The major economic activity of the municipally is forestry, especially the cutting of pines for wood, along with the processing of these trees/furniture making, accounting for 45% of the local economy. One other craft is the making of wooden staffs and canes which are sold in various parts of the country. In second place is the cultivation of beans, corn and wheat. In third is the raising of cattle, horses, pigs, sheep and domestic fowl. Commerce is limited to local needs.

Most of the municipality is considered to be part of Monarch Butterfly Biosphere Reserve, where millions of monarch butterflies arrive to stay five months each winter. It participates in the annual Festival Cultural de la Mariposa Monarca each year. The municipality also has sites such as La Peña Redonda, which has archeological remains and a dam area called La Presa del Ejido. However, tourism is not part of the municipality’s economy.

[Extracted data entries]
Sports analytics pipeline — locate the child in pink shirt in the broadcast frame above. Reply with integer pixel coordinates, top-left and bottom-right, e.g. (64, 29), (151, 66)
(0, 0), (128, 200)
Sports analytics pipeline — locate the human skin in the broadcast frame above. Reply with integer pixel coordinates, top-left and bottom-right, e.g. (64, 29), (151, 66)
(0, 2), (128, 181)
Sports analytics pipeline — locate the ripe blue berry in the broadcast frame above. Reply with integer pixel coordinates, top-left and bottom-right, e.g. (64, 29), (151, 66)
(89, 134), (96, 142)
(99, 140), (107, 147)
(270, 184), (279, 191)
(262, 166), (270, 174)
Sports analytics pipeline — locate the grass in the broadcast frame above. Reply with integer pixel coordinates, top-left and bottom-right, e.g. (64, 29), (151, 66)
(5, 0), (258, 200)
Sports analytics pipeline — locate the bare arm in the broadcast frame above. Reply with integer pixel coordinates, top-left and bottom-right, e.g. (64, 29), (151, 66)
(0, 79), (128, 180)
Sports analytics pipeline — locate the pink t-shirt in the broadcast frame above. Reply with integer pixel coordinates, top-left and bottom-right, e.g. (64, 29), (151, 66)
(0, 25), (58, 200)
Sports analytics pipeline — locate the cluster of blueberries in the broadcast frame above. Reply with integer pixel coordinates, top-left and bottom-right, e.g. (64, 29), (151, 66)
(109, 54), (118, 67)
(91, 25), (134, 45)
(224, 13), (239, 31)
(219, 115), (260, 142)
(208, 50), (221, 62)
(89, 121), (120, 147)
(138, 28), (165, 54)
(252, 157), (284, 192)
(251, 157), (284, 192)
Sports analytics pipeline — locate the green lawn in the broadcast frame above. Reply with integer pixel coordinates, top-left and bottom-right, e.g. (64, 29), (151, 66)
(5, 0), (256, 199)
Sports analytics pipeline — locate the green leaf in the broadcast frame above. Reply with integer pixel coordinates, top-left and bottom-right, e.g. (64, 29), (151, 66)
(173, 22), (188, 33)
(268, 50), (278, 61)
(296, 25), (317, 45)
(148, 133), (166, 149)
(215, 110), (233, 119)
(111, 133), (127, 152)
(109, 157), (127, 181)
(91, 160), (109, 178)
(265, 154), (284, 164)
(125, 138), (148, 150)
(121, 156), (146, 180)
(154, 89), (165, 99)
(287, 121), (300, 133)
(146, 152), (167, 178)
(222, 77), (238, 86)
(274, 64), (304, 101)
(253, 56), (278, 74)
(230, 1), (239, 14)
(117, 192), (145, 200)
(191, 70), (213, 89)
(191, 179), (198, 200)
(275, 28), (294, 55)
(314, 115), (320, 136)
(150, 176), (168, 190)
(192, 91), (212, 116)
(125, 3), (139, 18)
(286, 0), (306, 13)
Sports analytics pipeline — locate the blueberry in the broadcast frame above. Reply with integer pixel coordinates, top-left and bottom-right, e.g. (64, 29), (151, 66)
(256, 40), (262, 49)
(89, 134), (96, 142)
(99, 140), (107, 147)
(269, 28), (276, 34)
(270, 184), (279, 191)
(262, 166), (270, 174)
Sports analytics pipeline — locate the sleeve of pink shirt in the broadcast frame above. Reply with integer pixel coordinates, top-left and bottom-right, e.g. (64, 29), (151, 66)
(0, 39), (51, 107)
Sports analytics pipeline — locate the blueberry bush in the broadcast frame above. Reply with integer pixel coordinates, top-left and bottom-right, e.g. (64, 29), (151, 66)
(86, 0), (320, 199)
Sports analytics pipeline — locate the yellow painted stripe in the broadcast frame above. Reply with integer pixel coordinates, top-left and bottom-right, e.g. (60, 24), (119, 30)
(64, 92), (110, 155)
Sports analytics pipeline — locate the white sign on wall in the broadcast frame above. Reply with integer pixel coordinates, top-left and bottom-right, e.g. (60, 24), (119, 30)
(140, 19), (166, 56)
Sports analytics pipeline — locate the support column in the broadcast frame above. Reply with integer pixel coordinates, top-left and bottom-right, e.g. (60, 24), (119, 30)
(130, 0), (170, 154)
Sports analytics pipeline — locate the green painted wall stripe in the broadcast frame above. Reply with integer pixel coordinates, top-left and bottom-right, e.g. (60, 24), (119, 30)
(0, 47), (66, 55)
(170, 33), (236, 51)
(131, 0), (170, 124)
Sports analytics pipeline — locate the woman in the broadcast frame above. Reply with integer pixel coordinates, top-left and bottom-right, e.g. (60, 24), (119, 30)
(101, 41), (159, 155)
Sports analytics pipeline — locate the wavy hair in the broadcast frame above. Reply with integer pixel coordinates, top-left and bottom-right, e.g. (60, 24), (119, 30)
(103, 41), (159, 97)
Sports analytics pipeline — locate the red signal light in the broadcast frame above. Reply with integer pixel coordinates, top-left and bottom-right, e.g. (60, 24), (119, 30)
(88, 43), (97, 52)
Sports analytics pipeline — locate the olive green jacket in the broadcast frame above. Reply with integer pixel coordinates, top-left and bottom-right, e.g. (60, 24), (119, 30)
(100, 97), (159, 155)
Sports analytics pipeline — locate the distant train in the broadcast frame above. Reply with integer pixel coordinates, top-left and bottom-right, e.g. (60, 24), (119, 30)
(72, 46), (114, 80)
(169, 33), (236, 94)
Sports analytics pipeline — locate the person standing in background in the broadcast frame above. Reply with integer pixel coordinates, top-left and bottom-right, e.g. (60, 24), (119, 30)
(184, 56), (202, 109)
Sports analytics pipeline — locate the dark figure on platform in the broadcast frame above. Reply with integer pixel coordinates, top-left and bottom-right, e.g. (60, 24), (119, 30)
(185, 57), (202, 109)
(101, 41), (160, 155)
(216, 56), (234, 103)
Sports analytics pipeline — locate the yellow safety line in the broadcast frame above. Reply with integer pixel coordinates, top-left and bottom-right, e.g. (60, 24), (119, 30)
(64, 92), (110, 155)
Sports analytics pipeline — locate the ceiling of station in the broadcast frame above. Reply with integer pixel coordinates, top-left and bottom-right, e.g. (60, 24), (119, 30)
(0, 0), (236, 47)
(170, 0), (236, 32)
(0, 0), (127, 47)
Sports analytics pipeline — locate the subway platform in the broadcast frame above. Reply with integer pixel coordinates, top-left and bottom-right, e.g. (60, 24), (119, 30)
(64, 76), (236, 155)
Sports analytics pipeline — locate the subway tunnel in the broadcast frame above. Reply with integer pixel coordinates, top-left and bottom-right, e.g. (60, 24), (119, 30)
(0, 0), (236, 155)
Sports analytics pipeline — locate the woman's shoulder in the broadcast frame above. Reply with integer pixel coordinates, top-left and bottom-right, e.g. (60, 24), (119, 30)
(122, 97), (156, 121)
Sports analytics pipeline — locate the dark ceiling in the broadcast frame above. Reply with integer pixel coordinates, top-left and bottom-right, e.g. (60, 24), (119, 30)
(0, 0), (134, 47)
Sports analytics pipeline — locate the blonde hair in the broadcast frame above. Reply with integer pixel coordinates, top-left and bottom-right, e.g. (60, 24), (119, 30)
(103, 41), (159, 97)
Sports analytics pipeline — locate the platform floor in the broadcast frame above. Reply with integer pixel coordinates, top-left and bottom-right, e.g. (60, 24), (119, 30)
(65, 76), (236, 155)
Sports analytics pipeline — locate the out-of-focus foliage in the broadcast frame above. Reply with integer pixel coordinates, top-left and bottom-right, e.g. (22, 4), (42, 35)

== Activity 1 ==
Reproduce the municipality passage from "Most of the" to "the municipality’s economy.".
== Activity 2 ==
Answer these questions using the municipality passage:
(a) What percentage of the local economy comes from forestry?
(b) How many months do the monarch butterflies stay each winter?
(c) What is the dam area in the municipality called?
== Activity 3 ==
Write the next part of the municipality passage, beginning after its final sentence.

== Task output 1 ==
Most of the municipality is considered to be part of Monarch Butterfly Biosphere Reserve, where millions of monarch butterflies arrive to stay five months each winter. It participates in the annual Festival Cultural de la Mariposa Monarca each year. The municipality also has sites such as La Peña Redonda, which has archeological remains and a dam area called La Presa del Ejido. However, tourism is not part of the municipality’s economy.

== Task output 2 ==
(a) 45%
(b) Five months
(c) La Presa del Ejido

== Task output 3 ==
The municipality only has education from pre school to middle school within its borders. Middle school classes are given through distance education. Schools in the municipality include Escuela Telesecundario Estv16 723 (middle school), General Franicisco Villa (primary), Heroinas de la Independencia (middle school), Ignacio Lopez Rayon (primary), Ignacio Zaragoza (primary), Jardin de Niños (preschool), Jose Maria Morelos y Pavon (primary), Modulo I (kindergarten), Robert Owen (preschool) and Valentin Gomez Farias (primary). All are public institutions.
The municipality has a growth rate of one percent. Its population has grown from 2,613 inhabitants in 1995 to 2,705 in 2005. Most residents are Catholic with some belonging to Evangelical churches. In 2005, INEGI counted only seven people in the municipality as speaking an indigenous language, all men. The languages were Otomi and Tzetal.

The area is very rural with 558 housing units (2005), mostly adobe houses with tile roofs, with some of cinderblock. Basic services such as potable water, electricity and garbage collection is available to between 70 and 90 percent of residents. It contains one sports facility with a soccer field, baseball field and two basketball courts.

The municipality is located near the major highway between Toluca and Morelia. It is also connected to Ciudad Hidalgo and Maravatío on State Highway 122. Another road links it with Angangueo. It is served by second class inter-city busses.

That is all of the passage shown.